* _Written task 1_
In the excerpt on the mixing element, what cross-sectional shape is assumed for the head 13a and the conical surface 11-1b'?

* _Extract_
========================================================================
In this first preferred embodiment 10 it is assumed for the sake of simplicity that the head 13a of the mixing element 13 and the conical surface 11-1b' have in section a circular shape, but it is clear that other shapes and configurations are possible without this altering or modifying the functioning of the device 10.

Therefore, during the passage of the two-phase fluid (L+G), the head 13a of the mixing element 13 takes on a position, with respect to the conical union 11-1b, such that the various forces applied to the mixing element 13 are balanced, that is the resultant of the forces applied to the mixing element 13 is equal to zero, wherein this position of equilibrium, assumed by the mixing element 13, corresponds to a given free section, between the head 13a and the conical surface 11-1b', which allows the passage of the flow of two-phase fluid (L+G) coming from the upstream area A1 of the head 13a.

More particularly, in these conditions, as already illustrated previously with reference to the diagram of Fig. 4, the mixing element 13 is subject to the following three forces, which are balanced, acting along the axis X of the device 10, that is in the direction of the axial movement of the mixing element 13:

• F1: resultant of the forces exerted, through the effect of the pressure P1 present in the two-phase fluid (L+G) in the upstream area A1 of the head 13a, on the front section or face, denoted by S1, of the same head 13a, along the axis X of the mixing element 13 and in the same direction of the flow of the two-phase fluid (L+G);
• F2: resultant of the force exerted, through the effect of the pressure P2 present in the two-phase fluid (L+G) in the downstream area A2 of the head 13a, on the rear section or face, denoted by S2, of the head 13a, again along the axis X of the mixing element 13 but in the opposite direction to that of the flow of the two-phase fluid (L+G);
• Fp: force exerted on the section or face Sp of the piston 13b in the area A3 adjacent to the respective guide 14, in the same direction of the force F2 and therefore in the direction opposite to that of the flow of the two-phase fluid (L+G) through the device 10.
========================================================================
* _Dataset excerpts_
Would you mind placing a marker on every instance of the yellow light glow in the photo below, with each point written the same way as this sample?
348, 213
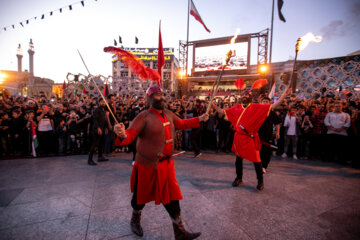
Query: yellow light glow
305, 40
182, 73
========================================================================
* _Written task 2_
Rewrite all of the records with "yellow light glow" replaced by "amber glow" and everything else left unchanged. Omit the pictures.

* _Correct response 1_
A circular shape.

* _Correct response 2_
Would you mind placing a marker on every instance of the amber glow in the photo below, with each point written the same way as this sample?
348, 213
Query: amber glow
305, 40
182, 73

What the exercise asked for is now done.